• _Goal_: Return all of the entries exactly as written.

(Excerpts from point annotation data)
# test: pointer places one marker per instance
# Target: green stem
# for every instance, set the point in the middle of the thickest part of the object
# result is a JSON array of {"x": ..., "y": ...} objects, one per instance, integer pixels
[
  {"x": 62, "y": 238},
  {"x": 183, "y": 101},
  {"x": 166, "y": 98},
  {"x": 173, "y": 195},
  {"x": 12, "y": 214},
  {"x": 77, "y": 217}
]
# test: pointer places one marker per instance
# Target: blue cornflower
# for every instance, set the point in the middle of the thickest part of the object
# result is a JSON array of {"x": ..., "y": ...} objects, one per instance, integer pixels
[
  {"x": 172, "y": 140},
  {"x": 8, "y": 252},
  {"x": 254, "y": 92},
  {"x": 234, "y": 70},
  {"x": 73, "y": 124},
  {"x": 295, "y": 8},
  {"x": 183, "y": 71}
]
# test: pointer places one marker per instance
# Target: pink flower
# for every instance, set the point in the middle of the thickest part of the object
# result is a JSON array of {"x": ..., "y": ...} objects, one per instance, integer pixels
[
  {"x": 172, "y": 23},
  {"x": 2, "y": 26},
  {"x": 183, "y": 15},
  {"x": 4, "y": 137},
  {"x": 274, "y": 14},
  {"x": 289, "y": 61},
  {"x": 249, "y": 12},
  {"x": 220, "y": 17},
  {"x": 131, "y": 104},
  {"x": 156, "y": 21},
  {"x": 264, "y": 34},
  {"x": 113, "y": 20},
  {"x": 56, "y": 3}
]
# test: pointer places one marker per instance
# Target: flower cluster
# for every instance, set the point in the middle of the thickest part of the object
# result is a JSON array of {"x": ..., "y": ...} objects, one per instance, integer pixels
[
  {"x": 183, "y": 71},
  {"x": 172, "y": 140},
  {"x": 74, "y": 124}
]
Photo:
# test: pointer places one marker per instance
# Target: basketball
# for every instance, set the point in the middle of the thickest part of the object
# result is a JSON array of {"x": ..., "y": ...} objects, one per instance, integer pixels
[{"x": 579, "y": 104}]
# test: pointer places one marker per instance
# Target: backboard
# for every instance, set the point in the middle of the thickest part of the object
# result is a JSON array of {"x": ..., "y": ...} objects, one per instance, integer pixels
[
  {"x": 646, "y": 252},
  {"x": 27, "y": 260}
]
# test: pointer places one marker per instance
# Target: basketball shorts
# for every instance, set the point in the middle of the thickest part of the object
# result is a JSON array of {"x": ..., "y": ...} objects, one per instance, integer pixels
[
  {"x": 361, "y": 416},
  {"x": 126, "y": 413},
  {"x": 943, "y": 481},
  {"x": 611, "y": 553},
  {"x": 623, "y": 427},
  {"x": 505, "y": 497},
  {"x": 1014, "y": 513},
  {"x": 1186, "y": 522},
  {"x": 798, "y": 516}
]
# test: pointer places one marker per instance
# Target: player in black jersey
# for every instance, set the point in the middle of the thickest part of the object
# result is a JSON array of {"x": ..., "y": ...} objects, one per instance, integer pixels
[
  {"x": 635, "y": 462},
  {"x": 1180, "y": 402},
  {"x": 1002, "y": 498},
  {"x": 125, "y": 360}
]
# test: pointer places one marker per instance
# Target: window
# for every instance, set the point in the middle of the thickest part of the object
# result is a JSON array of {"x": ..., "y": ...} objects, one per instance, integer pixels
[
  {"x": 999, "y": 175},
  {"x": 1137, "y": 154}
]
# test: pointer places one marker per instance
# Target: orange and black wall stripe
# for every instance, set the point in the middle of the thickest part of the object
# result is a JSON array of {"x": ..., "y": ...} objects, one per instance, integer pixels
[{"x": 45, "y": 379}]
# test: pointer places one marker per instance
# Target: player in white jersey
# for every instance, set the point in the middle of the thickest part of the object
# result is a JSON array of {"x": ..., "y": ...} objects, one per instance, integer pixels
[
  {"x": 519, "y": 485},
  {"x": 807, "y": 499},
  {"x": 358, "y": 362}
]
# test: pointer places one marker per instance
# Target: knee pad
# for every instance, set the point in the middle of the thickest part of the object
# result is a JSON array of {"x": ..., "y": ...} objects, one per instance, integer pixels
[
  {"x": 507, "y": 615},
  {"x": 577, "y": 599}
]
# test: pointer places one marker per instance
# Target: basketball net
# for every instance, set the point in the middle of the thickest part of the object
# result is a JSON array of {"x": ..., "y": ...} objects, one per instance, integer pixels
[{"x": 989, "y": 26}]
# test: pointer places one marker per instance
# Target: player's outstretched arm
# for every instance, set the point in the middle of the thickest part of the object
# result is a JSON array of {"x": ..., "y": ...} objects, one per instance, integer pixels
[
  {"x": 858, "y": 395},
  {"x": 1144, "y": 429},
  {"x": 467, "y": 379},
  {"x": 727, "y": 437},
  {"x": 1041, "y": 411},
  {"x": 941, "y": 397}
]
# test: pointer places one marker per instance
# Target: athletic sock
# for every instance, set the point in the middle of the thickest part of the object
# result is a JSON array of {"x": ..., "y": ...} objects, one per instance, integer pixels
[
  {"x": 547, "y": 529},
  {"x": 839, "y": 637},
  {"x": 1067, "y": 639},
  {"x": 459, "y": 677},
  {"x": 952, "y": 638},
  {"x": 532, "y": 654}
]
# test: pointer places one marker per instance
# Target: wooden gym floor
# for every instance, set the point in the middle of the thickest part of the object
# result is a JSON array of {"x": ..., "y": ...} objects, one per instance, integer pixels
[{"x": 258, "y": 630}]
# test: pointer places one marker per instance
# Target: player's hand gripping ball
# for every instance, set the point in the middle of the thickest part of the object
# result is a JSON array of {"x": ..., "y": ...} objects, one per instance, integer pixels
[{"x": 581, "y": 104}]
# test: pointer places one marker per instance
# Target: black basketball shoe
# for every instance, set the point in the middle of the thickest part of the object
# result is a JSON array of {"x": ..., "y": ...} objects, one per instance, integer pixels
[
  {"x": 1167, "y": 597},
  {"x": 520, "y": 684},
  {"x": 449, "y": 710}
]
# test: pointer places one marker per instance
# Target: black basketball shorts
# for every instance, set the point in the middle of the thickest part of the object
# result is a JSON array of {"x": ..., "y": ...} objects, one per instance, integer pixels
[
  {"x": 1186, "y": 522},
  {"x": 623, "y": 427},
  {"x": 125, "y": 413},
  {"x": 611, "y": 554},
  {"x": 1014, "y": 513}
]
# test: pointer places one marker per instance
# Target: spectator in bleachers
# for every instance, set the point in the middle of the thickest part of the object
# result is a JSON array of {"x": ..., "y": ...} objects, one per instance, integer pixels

• _Task solution_:
# test: pointer places one marker per instance
# Target: green stem
# for every instance, set the point in the middle of the thickest part of the object
# result is a JSON array of {"x": ..., "y": ...} objects, one per instance, integer pixels
[
  {"x": 62, "y": 238},
  {"x": 183, "y": 101},
  {"x": 166, "y": 98},
  {"x": 173, "y": 195},
  {"x": 12, "y": 214},
  {"x": 77, "y": 217}
]
# test: pointer places one marker per instance
# Target: blue cornflower
# for every instance, set the point in the middle of the thickest part of the object
# result is a JSON array of {"x": ..., "y": ...} objects, one per instance, integer pixels
[
  {"x": 172, "y": 140},
  {"x": 8, "y": 252},
  {"x": 254, "y": 92},
  {"x": 234, "y": 70},
  {"x": 73, "y": 124},
  {"x": 295, "y": 8},
  {"x": 183, "y": 71}
]
# test: pointer places one marker per instance
# Target: pink flower
# for every instance, set the point in the middle of the thickest part of the object
# result is a JSON array of {"x": ..., "y": ...} objects, one per instance, integer pixels
[
  {"x": 172, "y": 23},
  {"x": 2, "y": 26},
  {"x": 183, "y": 15},
  {"x": 4, "y": 137},
  {"x": 274, "y": 14},
  {"x": 289, "y": 61},
  {"x": 249, "y": 12},
  {"x": 220, "y": 17},
  {"x": 131, "y": 104},
  {"x": 156, "y": 21},
  {"x": 264, "y": 34},
  {"x": 113, "y": 20},
  {"x": 56, "y": 3}
]
# test: pointer places one marker per instance
# Target: flower cluster
# for every instance, set the point in the middle of the thickest part of the object
# result is a JSON array of {"x": ..., "y": ...} objects, one per instance, integer pixels
[
  {"x": 183, "y": 71},
  {"x": 172, "y": 140},
  {"x": 74, "y": 124}
]
Photo:
# test: pointer places one marker per instance
# Target: basketball
# for every instance, set the point in the middle of the thickest part of the object
# result is a JSON array of {"x": ..., "y": ...} objects, one per instance, integer pixels
[{"x": 579, "y": 104}]
# test: pointer places one marker per instance
# Target: backboard
# for every instance, set the point in the middle of the thickest part of the object
# result is a JSON array of {"x": ..., "y": ...} objects, one per instance, integer pixels
[
  {"x": 646, "y": 252},
  {"x": 27, "y": 260}
]
# test: pointer places one marker per instance
# Target: basketball shorts
# for every instance, set the point in the middle of the thickest part of the object
# result is a JSON array of {"x": ..., "y": ...} objects, one per instance, integer pixels
[
  {"x": 361, "y": 416},
  {"x": 126, "y": 413},
  {"x": 943, "y": 481},
  {"x": 611, "y": 553},
  {"x": 623, "y": 427},
  {"x": 505, "y": 497},
  {"x": 1014, "y": 513},
  {"x": 1186, "y": 522},
  {"x": 798, "y": 516}
]
# test: pointer places one marker per instance
# Target: player in black jersey
# for every instance, set the point in the middle of the thickest part of the object
# result is a JSON array of {"x": ..., "y": ...} objects, one per instance, integer pixels
[
  {"x": 635, "y": 462},
  {"x": 1180, "y": 402},
  {"x": 1002, "y": 498},
  {"x": 125, "y": 360}
]
# test: pointer places one marker per instance
# Target: window
# for every instance, set the point in the middle of the thickest part of the object
# result is a JSON array of {"x": ..., "y": ...} objects, one per instance, integer pixels
[
  {"x": 999, "y": 175},
  {"x": 1137, "y": 154}
]
# test: pointer places one marker per instance
# Target: orange and black wall stripe
# for every instance, set the point in the middle of the thickest part of the object
# result is a JSON array of {"x": ..., "y": ...} objects, one per instance, integer pixels
[{"x": 45, "y": 379}]
# test: pointer places one marker per instance
# Target: player in white jersey
# for every instance, set the point in the middle of the thickest part of the object
# result is a JSON array of {"x": ..., "y": ...} objects, one per instance, integer pixels
[
  {"x": 519, "y": 485},
  {"x": 807, "y": 499},
  {"x": 358, "y": 362}
]
# test: pointer places one marker per instance
# Target: knee pad
# for every instance, set the point in the middle of the thickest part of the object
# result is a JSON array of {"x": ..., "y": ...} objects, one per instance, integer pixels
[
  {"x": 507, "y": 615},
  {"x": 577, "y": 599}
]
# test: pointer places one marker per instance
# Target: basketball net
# for every instance, set the point in the middle of the thickest part of the object
# result is a JSON array of {"x": ..., "y": ...} objects, one per instance, integer pixels
[{"x": 989, "y": 26}]
# test: pointer places one marker per instance
# Target: player's outstretched arm
# for every instance, set the point in the middle of the thickest part of the object
# result is a JSON array of {"x": ..., "y": ...} objects, one per instance, integer pixels
[
  {"x": 858, "y": 395},
  {"x": 1144, "y": 429},
  {"x": 467, "y": 379},
  {"x": 727, "y": 437},
  {"x": 1041, "y": 411},
  {"x": 941, "y": 397}
]
# test: pointer places one marker per instance
# Target: athletic sock
# for every instance, set the point in the middle of the thickest part of the object
# result is a JSON array of {"x": ..., "y": ...} objects, one per instance, integer pixels
[
  {"x": 547, "y": 529},
  {"x": 839, "y": 637},
  {"x": 1067, "y": 639},
  {"x": 459, "y": 677},
  {"x": 952, "y": 638},
  {"x": 532, "y": 654}
]
# test: pointer places one marker per instance
# Target: wooden gym floor
# for every instance, set the point in the middle of the thickest part of the object
# result is a JSON array of {"x": ..., "y": ...} objects, one per instance, integer pixels
[{"x": 258, "y": 630}]
# test: pointer places one marker per instance
# Target: player's hand gripping ball
# for every instance, set the point in the middle of the thickest part of the object
# result is a JSON array of {"x": ..., "y": ...} objects, one per instance, integer pixels
[{"x": 581, "y": 104}]
# test: pointer places one marker per instance
# Target: black basketball shoe
# for every instance, set the point in the middle of the thickest part of the object
# result is a JSON array of {"x": ..., "y": ...} objects, one per instance, integer pixels
[
  {"x": 1167, "y": 597},
  {"x": 520, "y": 684},
  {"x": 449, "y": 710}
]
# test: pointer places one marker per instance
# Target: black basketball shorts
# for every instance, set the point in the middle of the thickest part of the object
# result is a JSON array of {"x": ..., "y": ...} objects, one per instance, integer pixels
[
  {"x": 1186, "y": 522},
  {"x": 623, "y": 427},
  {"x": 125, "y": 413},
  {"x": 611, "y": 554},
  {"x": 1014, "y": 513}
]
# test: pointer places one marker per instance
# Target: spectator in bleachers
# for every instance, set the point in the middle of the thickest part of the object
# result is a JSON array of {"x": ..., "y": ...} objects, one per instance, integer pixels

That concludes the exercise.